In Manhattan, Largely Blue, One Bright Spot and a Tie for Romney

Written By Unknown on Sabtu, 24 November 2012 | 13.07

Its black glass exterior soars high above Fifth Avenue, and its gold-tipped revolving doors have spun the likes of Bruce Willis and Anne Hathaway into its waterfall-splashed atrium.

But on Election Day, Trump Tower earned a different sort of distinction: a tiny island of Romneyville amid Manhattan's deep, blue-state sea.

The tower is in the wealthy precinct where Donald J. Trump, the building's developer and its most recognizable resident, votes. And the electoral district was one of only two in Manhattan where Mitt Romney earned at least 50 percent of the in-person vote.

But even the presence of Mr. Trump, a ferocious opponent of President Obama who later posted on Twitter that the election was "a total sham and a travesty," could not carry the precinct for his chosen candidate. Mr. Romney and Mr. Obama tied, with 110 votes apiece.

Mr. Romney won a single Manhattan precinct outright, a stretch of Park Avenue near the Waldorf-Astoria, where six voters showed up and four chose the Republican. But he suffered a resounding defeat in New York, a rare outbreak of consensus in a city famous for fevered disagreement: in 91 of the city's 5,286 precincts, Mr. Obama received 100 percent of the vote.
────────────────
EXERCISES:
A: In the article about Manhattan's Election Day results, how many votes did Romney and Obama each get in the Trump Tower precinct?
B: Pick up the article on Manhattan's Election Day voting after its last sentence and keep it going.

SUPPLIED INFORMATION:
────────────────
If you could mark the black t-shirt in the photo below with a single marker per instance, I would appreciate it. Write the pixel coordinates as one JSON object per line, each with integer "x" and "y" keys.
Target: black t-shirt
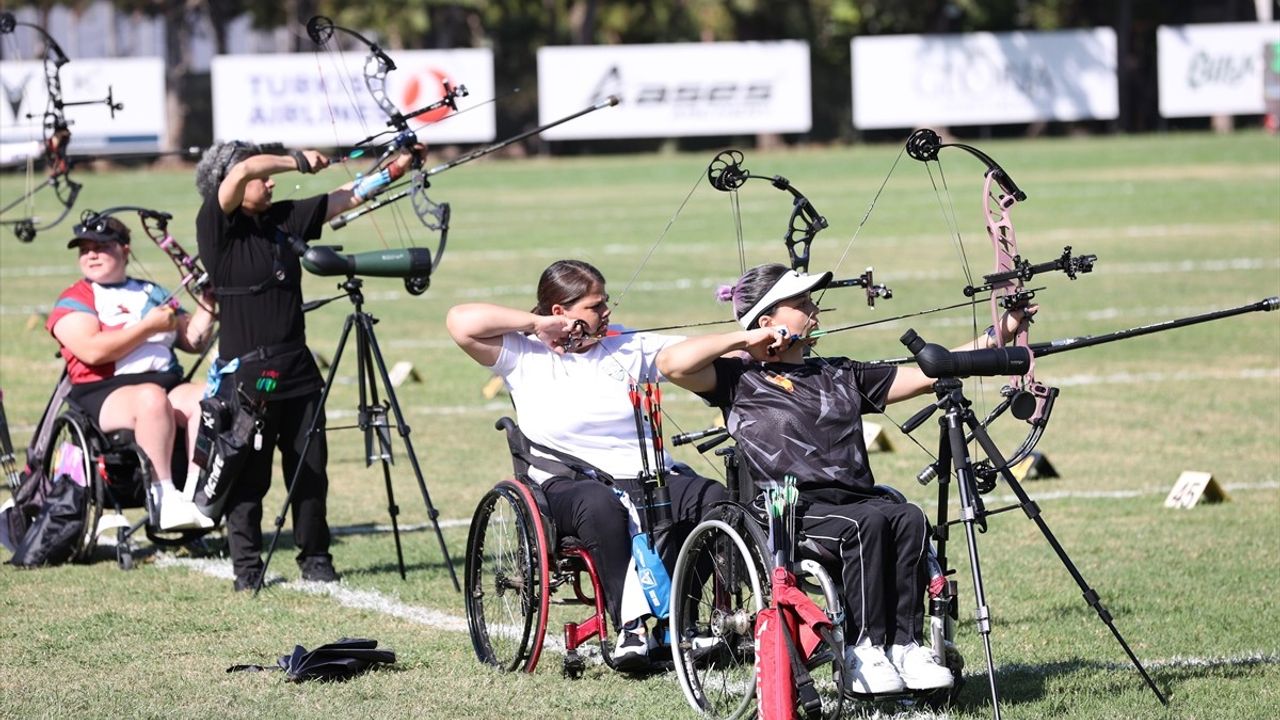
────────────────
ANSWERS PROVIDED:
A: 110 votes each.

B:
Still, even this most Democratic of cities has its outliers and intrigues. A precinct-by-precinct examination of the ways New Yorkers voted this month revealed some anomalous, and often telling, outcroppings, including pockets of red-state America tucked inside fields of blue.

Take a four-square-block slice of Gravesend, Brooklyn, a warren of high-priced residences dotted with Sephardic temples and yeshivas that happens to be the deepest single bloc of Republican support in all five boroughs. On Election Day, 97 percent of the voters there supported Mr. Romney, who beat Mr. Obama 133 votes to 3. Mr. Romney won unanimously in six other precincts, but altogether, 10 people voted in those precincts.

(These tallies do not include absentee-ballot results, which were not available at the time The New York Times analyzed the vote results.)

On Monday in Gravesend, Jewish men in black hats, clutching prayer books, strolled past manicured lawns and driveways filled with Porsches and Mercedes-Benzes. A Maserati was parked across the street from a rabbinical school on Avenue S. It is a district of families and business owners, residents said, where religious values are often as deeply felt as economic ones.

"There is a perception that Obama is not the best friend of Israel," said Ike Hanon, 22, a rabbinical student who lives on East Ninth Street, as he left afternoon prayers. "He's been catering more to the Muslim countries."

But his neighbors, Mr. Hanon added, many of whom are entrepreneurs and first- or second-generation immigrants, were equally turned off by what he called the president's "philosophy of handouts and taking money from the rich."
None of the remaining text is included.